- _Exercise directions_:
In the rows that follow, replace "Response" with "Reply" everywhere from the start down to the line containing "xmin=246 ymin=0 xmax=483 ymax=204", both ends included. Leave the rest unchanged and give those lines again without the pictures.

- _Records for this task_:
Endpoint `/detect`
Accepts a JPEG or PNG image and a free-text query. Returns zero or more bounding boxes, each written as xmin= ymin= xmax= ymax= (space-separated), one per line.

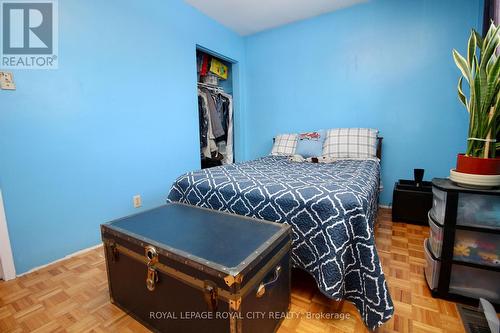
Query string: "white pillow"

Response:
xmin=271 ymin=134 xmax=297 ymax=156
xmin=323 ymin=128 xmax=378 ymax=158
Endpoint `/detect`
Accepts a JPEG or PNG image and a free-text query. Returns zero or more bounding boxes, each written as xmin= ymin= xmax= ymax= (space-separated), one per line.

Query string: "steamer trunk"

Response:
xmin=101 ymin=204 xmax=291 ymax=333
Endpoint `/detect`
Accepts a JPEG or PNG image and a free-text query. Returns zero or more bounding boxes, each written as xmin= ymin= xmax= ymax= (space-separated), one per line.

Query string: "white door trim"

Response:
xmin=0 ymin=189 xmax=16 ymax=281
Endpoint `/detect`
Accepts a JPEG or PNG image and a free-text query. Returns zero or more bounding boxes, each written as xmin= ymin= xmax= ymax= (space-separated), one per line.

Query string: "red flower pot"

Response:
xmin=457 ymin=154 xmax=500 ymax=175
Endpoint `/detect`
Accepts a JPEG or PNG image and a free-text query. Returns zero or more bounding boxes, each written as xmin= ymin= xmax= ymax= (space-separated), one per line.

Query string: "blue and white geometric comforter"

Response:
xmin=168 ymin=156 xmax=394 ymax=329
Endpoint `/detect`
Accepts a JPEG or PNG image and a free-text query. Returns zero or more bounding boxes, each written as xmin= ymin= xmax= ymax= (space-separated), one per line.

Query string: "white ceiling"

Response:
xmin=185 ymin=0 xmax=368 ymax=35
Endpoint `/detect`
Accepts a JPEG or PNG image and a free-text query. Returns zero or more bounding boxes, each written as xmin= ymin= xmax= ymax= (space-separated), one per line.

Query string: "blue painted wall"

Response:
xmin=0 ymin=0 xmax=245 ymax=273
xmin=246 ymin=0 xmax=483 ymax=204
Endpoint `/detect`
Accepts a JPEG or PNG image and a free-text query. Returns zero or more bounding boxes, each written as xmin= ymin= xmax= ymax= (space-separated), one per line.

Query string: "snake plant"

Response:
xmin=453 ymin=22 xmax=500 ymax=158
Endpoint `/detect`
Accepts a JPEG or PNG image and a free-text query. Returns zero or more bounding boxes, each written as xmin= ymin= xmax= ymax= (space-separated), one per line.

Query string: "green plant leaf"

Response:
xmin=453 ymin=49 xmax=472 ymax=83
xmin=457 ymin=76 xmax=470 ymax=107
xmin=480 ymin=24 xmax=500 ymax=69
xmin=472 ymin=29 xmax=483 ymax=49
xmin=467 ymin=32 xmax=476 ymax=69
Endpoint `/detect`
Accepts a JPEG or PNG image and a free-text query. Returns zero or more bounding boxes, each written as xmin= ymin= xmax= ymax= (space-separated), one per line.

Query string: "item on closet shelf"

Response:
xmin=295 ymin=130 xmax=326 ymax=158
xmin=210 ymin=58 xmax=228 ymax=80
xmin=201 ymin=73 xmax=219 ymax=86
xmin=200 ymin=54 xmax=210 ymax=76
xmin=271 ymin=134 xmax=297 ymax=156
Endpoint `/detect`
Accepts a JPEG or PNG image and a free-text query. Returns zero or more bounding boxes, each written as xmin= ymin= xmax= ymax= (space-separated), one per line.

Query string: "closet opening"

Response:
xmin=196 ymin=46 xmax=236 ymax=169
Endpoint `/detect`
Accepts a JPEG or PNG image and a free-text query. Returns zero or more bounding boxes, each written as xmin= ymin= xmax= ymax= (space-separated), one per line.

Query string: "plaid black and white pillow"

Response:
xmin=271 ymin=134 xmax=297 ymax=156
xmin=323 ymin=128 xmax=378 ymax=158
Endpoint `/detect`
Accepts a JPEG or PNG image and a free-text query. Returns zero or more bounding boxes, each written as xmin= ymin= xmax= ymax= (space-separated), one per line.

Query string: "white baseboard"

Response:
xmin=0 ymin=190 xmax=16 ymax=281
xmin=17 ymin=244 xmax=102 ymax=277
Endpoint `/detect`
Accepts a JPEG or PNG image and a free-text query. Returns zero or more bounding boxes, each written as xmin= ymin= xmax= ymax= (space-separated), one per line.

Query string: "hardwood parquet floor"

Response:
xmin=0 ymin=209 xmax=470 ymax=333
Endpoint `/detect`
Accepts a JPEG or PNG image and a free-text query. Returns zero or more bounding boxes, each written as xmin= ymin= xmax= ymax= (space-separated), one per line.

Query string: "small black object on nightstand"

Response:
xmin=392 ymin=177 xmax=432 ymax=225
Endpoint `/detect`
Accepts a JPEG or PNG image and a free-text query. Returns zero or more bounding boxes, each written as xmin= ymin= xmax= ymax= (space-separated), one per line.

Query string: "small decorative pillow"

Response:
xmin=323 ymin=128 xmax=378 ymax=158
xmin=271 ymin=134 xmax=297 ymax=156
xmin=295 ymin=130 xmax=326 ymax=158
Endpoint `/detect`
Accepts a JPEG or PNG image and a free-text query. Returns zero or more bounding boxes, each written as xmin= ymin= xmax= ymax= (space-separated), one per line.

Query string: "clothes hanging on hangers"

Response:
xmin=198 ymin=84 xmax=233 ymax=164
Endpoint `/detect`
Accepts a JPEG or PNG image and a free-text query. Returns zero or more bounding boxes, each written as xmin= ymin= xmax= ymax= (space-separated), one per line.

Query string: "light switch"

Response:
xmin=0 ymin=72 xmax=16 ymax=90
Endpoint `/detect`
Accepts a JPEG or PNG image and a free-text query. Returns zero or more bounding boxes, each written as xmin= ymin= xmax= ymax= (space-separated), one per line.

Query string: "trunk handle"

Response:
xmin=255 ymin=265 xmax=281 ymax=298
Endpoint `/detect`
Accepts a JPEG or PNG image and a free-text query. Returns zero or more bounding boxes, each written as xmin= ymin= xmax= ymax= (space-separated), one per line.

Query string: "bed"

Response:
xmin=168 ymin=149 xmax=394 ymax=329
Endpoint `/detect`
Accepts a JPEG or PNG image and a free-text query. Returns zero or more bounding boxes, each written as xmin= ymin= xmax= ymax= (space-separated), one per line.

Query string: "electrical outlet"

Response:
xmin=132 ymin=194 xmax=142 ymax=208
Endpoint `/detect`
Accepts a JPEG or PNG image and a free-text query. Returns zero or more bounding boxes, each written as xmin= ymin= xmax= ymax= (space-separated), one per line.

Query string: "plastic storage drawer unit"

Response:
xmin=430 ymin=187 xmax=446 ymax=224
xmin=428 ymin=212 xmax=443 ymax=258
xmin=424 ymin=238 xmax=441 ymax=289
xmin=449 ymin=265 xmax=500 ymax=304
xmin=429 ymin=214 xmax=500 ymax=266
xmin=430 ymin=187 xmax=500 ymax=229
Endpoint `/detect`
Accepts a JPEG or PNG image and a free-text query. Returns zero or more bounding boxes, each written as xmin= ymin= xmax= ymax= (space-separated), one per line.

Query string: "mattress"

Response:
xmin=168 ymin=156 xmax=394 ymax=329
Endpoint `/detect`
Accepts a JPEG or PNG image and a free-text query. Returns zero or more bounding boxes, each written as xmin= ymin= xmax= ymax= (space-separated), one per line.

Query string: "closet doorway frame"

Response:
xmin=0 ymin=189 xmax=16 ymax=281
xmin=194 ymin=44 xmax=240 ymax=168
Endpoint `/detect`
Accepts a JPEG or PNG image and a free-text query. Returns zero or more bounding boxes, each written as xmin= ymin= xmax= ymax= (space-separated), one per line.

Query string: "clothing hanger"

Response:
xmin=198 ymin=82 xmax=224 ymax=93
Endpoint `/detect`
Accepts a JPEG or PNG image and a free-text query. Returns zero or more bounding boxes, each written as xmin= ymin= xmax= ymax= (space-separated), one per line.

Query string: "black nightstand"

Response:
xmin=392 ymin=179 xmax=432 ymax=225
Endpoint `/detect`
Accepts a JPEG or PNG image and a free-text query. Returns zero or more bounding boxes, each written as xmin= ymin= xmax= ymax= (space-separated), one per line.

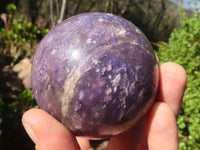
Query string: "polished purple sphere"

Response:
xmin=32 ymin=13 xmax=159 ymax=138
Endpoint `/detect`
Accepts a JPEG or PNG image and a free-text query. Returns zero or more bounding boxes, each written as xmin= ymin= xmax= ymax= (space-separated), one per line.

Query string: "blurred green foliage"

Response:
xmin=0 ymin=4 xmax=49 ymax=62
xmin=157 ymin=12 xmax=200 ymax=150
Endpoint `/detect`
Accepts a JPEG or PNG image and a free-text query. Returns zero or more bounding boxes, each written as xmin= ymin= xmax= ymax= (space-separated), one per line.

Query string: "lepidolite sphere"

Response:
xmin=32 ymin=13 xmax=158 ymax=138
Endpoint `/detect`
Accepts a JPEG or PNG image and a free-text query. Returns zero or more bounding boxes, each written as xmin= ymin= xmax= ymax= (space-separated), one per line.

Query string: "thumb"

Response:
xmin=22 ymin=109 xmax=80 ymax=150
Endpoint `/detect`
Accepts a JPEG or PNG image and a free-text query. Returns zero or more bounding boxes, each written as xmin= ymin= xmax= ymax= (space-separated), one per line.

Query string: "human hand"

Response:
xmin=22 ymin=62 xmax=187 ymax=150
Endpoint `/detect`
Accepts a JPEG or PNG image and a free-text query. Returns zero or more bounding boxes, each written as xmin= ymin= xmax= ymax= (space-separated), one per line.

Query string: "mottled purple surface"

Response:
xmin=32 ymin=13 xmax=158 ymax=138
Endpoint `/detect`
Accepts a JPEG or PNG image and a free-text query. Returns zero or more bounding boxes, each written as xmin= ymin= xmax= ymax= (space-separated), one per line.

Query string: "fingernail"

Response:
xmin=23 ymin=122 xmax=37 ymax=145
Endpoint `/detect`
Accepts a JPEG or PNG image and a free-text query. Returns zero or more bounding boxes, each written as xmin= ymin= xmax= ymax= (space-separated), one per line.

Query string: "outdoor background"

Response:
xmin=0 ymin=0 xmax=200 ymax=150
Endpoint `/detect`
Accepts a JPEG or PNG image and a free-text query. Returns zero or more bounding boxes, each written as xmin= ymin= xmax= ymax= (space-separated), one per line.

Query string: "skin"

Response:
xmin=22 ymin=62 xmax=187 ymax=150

- _Answer_:
Endpoint `/detect`
Accepts a JPEG or PNG image and a free-text query. Returns zero or more bounding boxes, each written as xmin= ymin= xmax= ymax= (space-separated), one per line.

Query string: "white pillow"

Reply:
xmin=271 ymin=134 xmax=297 ymax=156
xmin=323 ymin=128 xmax=378 ymax=158
Endpoint `/detect`
Accepts a JPEG or PNG image and a free-text query. Returns zero or more bounding boxes, each written as xmin= ymin= xmax= ymax= (space-separated), one per line.

Query string: "steamer trunk"

Reply:
xmin=101 ymin=204 xmax=291 ymax=333
Endpoint `/detect`
Accepts a JPEG or PNG image and a free-text query. Returns zero or more bounding boxes, each written as xmin= ymin= xmax= ymax= (space-separated), one per line.

Query string: "white door trim"

Reply:
xmin=0 ymin=189 xmax=16 ymax=281
Endpoint `/detect`
Accepts a JPEG or PNG image and a free-text query. Returns zero or more bounding boxes, each written as xmin= ymin= xmax= ymax= (space-separated), one per line.

Query string: "red flower pot"

Reply:
xmin=457 ymin=154 xmax=500 ymax=175
Endpoint `/detect`
Accepts a JPEG or PNG image and a free-text query. Returns zero or more bounding boxes, each written as xmin= ymin= xmax= ymax= (space-separated), one per line.

Query string: "blue and white geometric comforter"

Reply:
xmin=168 ymin=156 xmax=394 ymax=329
Endpoint `/detect`
Accepts a JPEG or PNG image and a free-text query. Returns zero or more bounding boxes, each written as xmin= ymin= xmax= ymax= (space-separated), one per line.

Query string: "white ceiling"

Reply:
xmin=185 ymin=0 xmax=368 ymax=35
Endpoint `/detect`
Accepts a JPEG or PNG image and a free-text query. Returns zero or more bounding boxes, each written as xmin= ymin= xmax= ymax= (space-separated), one per line.

Query string: "blue painted wall"

Reply:
xmin=0 ymin=0 xmax=245 ymax=273
xmin=246 ymin=0 xmax=483 ymax=204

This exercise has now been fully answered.